***** The data *****

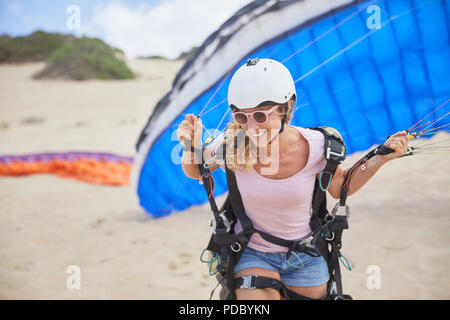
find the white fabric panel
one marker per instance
(253, 34)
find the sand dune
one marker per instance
(399, 221)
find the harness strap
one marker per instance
(380, 150)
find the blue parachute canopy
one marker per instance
(366, 68)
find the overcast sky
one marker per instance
(139, 27)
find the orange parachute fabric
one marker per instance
(98, 168)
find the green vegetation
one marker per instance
(86, 58)
(37, 46)
(67, 56)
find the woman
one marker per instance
(276, 178)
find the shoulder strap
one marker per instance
(236, 201)
(334, 151)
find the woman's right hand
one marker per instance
(190, 129)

*****

» Request
Transcribe every line of the items above word for word, with each set of coordinates in its original place, and leave out the pictures.

» Final answer
find the white fabric panel
one marker per instance
(253, 34)
find the sand dune
one marker per instance
(399, 221)
find the harness strap
one marker per instance
(380, 150)
find the blue parachute canopy
one marker per instance
(366, 68)
find the overcast sky
one marker per instance
(139, 27)
find the orange parachute fabric
one marker per instance
(98, 168)
find the green vegetation
one marker per instance
(86, 58)
(37, 46)
(67, 56)
find the woman
one marker per instance
(276, 178)
find the shoulder strap
one marker per instance
(236, 201)
(334, 151)
find the woman's right hand
one marker per instance
(190, 129)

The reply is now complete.